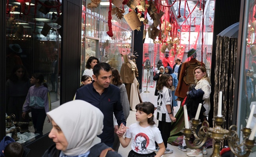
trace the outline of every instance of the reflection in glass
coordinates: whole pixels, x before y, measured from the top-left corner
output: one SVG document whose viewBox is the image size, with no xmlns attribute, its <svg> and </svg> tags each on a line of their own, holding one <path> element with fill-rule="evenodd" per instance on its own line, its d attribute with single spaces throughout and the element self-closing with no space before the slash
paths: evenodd
<svg viewBox="0 0 256 157">
<path fill-rule="evenodd" d="M 31 0 L 31 4 L 35 5 L 35 0 Z M 9 90 L 7 91 L 6 95 L 8 100 L 7 113 L 8 116 L 12 113 L 15 115 L 16 118 L 13 122 L 16 127 L 21 128 L 21 133 L 28 131 L 33 133 L 35 131 L 31 122 L 31 113 L 26 115 L 23 119 L 20 113 L 25 101 L 24 97 L 27 94 L 27 87 L 31 86 L 28 83 L 29 80 L 27 79 L 31 78 L 32 74 L 43 74 L 50 91 L 52 109 L 59 106 L 58 100 L 60 98 L 59 54 L 62 21 L 59 13 L 61 12 L 61 4 L 53 5 L 60 7 L 48 10 L 49 8 L 44 8 L 40 5 L 37 7 L 31 7 L 30 10 L 26 8 L 25 12 L 28 14 L 20 15 L 22 12 L 20 4 L 15 0 L 9 0 L 11 10 L 10 13 L 6 14 L 6 80 L 9 80 L 6 83 Z M 36 8 L 37 10 L 35 11 Z M 23 66 L 16 69 L 15 67 L 18 66 Z M 24 76 L 26 75 L 27 78 L 12 79 L 12 75 L 16 75 L 18 77 L 18 75 L 23 75 L 25 69 L 27 73 L 24 72 Z M 14 88 L 16 88 L 14 91 Z M 51 128 L 46 118 L 44 125 L 43 134 L 49 132 Z M 25 122 L 27 123 L 22 123 Z"/>
</svg>

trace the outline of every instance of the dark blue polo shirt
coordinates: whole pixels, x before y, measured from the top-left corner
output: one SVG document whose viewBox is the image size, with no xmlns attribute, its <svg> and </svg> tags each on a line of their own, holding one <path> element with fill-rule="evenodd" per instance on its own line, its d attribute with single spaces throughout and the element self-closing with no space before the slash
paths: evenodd
<svg viewBox="0 0 256 157">
<path fill-rule="evenodd" d="M 94 89 L 93 82 L 77 90 L 76 99 L 86 101 L 99 108 L 104 115 L 103 133 L 99 135 L 101 142 L 107 145 L 114 142 L 114 123 L 113 112 L 119 125 L 121 123 L 126 126 L 123 106 L 120 101 L 119 88 L 110 84 L 105 88 L 101 95 Z"/>
</svg>

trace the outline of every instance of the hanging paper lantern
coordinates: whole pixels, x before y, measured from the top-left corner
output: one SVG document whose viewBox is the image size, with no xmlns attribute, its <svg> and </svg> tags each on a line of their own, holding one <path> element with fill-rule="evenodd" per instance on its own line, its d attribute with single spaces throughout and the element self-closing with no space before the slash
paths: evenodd
<svg viewBox="0 0 256 157">
<path fill-rule="evenodd" d="M 31 2 L 31 0 L 16 0 L 16 1 L 20 3 L 25 3 L 30 2 Z"/>
<path fill-rule="evenodd" d="M 16 0 L 16 1 L 20 3 L 20 5 L 22 6 L 22 12 L 23 13 L 23 14 L 25 14 L 25 4 L 26 4 L 26 3 L 27 2 L 31 2 L 31 0 Z M 21 16 L 21 15 L 20 14 L 20 16 L 22 17 L 22 16 Z"/>
</svg>

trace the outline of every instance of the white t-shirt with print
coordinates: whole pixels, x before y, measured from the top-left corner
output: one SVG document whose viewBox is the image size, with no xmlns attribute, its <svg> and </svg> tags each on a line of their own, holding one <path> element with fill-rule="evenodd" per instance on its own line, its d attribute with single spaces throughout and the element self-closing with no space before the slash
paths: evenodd
<svg viewBox="0 0 256 157">
<path fill-rule="evenodd" d="M 132 139 L 132 150 L 139 154 L 146 154 L 154 152 L 155 141 L 158 144 L 163 142 L 161 133 L 154 126 L 142 127 L 139 122 L 131 125 L 126 130 L 125 137 Z"/>
<path fill-rule="evenodd" d="M 172 122 L 166 105 L 171 104 L 171 110 L 173 112 L 172 97 L 170 89 L 164 86 L 163 90 L 159 90 L 157 92 L 157 106 L 156 110 L 157 113 L 157 119 L 163 122 Z"/>
</svg>

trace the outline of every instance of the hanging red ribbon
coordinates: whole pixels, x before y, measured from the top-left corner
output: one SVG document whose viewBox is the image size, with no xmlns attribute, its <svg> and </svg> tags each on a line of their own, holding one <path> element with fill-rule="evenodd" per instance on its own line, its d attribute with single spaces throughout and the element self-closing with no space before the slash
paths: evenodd
<svg viewBox="0 0 256 157">
<path fill-rule="evenodd" d="M 10 8 L 9 7 L 9 0 L 7 0 L 7 2 L 6 2 L 6 14 L 8 14 L 10 13 L 10 11 L 11 11 L 11 9 L 10 9 Z"/>
<path fill-rule="evenodd" d="M 179 0 L 179 15 L 177 16 L 177 17 L 179 18 L 181 17 L 181 0 Z"/>
<path fill-rule="evenodd" d="M 112 19 L 112 16 L 111 16 L 111 11 L 112 11 L 112 0 L 109 1 L 109 10 L 108 11 L 108 26 L 109 31 L 107 32 L 107 34 L 110 37 L 112 37 L 113 35 L 112 32 L 112 23 L 111 20 Z"/>
</svg>

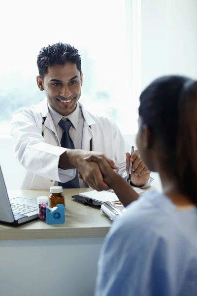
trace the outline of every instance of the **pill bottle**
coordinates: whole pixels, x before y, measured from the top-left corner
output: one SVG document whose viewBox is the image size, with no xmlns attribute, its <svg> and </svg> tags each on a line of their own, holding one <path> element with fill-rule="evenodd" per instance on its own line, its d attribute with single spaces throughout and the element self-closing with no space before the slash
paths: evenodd
<svg viewBox="0 0 197 296">
<path fill-rule="evenodd" d="M 53 208 L 58 204 L 65 205 L 65 197 L 62 186 L 53 186 L 50 188 L 49 207 Z"/>
<path fill-rule="evenodd" d="M 40 221 L 46 221 L 46 207 L 48 206 L 48 196 L 37 197 L 38 220 Z"/>
</svg>

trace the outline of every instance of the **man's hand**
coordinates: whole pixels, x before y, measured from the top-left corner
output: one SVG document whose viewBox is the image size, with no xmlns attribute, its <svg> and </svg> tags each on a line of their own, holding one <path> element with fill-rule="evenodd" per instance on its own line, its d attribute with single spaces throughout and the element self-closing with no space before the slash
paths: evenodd
<svg viewBox="0 0 197 296">
<path fill-rule="evenodd" d="M 131 180 L 131 181 L 134 186 L 142 186 L 148 181 L 150 177 L 150 172 L 147 166 L 139 156 L 137 150 L 132 153 L 132 155 L 126 153 L 126 171 L 129 176 L 129 171 L 130 161 L 132 162 Z"/>
<path fill-rule="evenodd" d="M 112 171 L 113 169 L 118 169 L 113 160 L 101 153 L 95 151 L 74 149 L 67 150 L 66 153 L 69 159 L 69 164 L 78 168 L 80 178 L 92 188 L 98 191 L 109 189 L 109 187 L 103 181 L 103 176 L 98 164 L 93 161 L 86 161 L 84 158 L 91 155 L 98 155 L 102 157 L 109 165 L 109 166 Z"/>
<path fill-rule="evenodd" d="M 110 188 L 114 189 L 115 193 L 125 207 L 138 199 L 139 195 L 137 192 L 125 179 L 114 172 L 104 158 L 98 155 L 91 155 L 85 159 L 87 162 L 95 162 L 98 165 L 104 182 Z"/>
</svg>

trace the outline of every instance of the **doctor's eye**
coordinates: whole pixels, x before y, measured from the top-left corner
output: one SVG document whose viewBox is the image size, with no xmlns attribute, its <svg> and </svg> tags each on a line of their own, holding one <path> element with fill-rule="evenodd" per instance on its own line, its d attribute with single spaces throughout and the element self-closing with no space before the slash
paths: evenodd
<svg viewBox="0 0 197 296">
<path fill-rule="evenodd" d="M 77 83 L 77 81 L 70 81 L 69 84 L 71 85 L 74 85 L 76 83 Z"/>
<path fill-rule="evenodd" d="M 60 82 L 55 82 L 54 83 L 52 83 L 52 85 L 53 86 L 60 86 L 61 85 L 61 83 L 60 83 Z"/>
</svg>

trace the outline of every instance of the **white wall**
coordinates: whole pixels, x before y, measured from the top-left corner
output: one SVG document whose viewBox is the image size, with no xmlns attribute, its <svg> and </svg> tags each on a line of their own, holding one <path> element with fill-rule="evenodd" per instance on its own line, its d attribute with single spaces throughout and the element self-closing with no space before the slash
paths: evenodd
<svg viewBox="0 0 197 296">
<path fill-rule="evenodd" d="M 197 78 L 197 0 L 141 0 L 141 83 L 180 74 Z"/>
<path fill-rule="evenodd" d="M 141 12 L 142 88 L 161 75 L 197 78 L 197 0 L 141 0 Z M 135 143 L 134 135 L 125 137 Z M 0 138 L 0 164 L 7 188 L 18 188 L 23 169 L 10 138 Z"/>
<path fill-rule="evenodd" d="M 131 146 L 135 143 L 135 135 L 126 135 L 126 140 Z M 12 138 L 0 138 L 0 164 L 7 189 L 20 188 L 24 169 L 15 158 Z"/>
</svg>

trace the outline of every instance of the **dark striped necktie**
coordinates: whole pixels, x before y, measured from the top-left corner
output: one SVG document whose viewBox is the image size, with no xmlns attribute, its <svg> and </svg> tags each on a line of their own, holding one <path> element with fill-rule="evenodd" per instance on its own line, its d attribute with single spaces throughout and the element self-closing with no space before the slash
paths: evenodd
<svg viewBox="0 0 197 296">
<path fill-rule="evenodd" d="M 67 148 L 68 149 L 74 149 L 73 142 L 69 135 L 69 130 L 72 125 L 72 123 L 69 120 L 67 121 L 61 120 L 59 125 L 64 131 L 61 142 L 62 147 Z M 63 188 L 79 188 L 78 170 L 76 170 L 75 177 L 74 179 L 66 183 L 59 182 L 59 186 L 62 186 Z"/>
</svg>

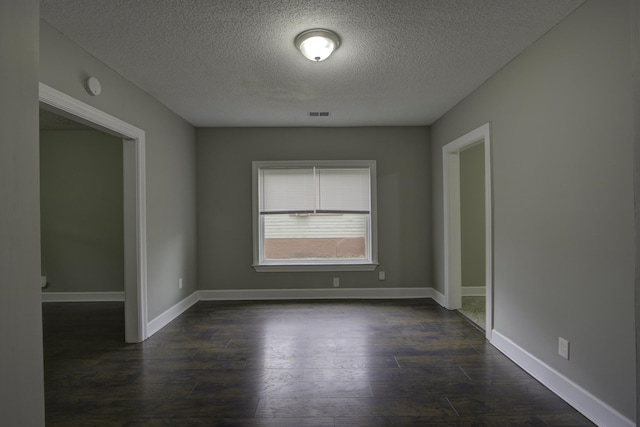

* * *

■ BRIEF ■
Rewrite the records from the line with "trace the outline of every instance of the **white" up to and including the line with "141 0 L 141", keeping the requests unchanged and shifting every number in the answers, both the viewBox values and the path coordinates, by -36. Give only those lines.

■ EXERCISE ANSWER ■
trace the outline of every instance of the **white wall**
coordinates: whole pixels, x before y, measured from the top-left corner
output: one SVG document whose viewBox is the image size, with no xmlns attribute, its <svg> and </svg> tags each on a line of their own, holding one <path> element with fill-rule="evenodd" per instance on its own line, its d attribute with single spaces throughout and the element self-closing with no space before the slash
paths: evenodd
<svg viewBox="-36 -36 161 260">
<path fill-rule="evenodd" d="M 161 42 L 161 -36 L 105 -36 L 105 47 L 144 38 Z"/>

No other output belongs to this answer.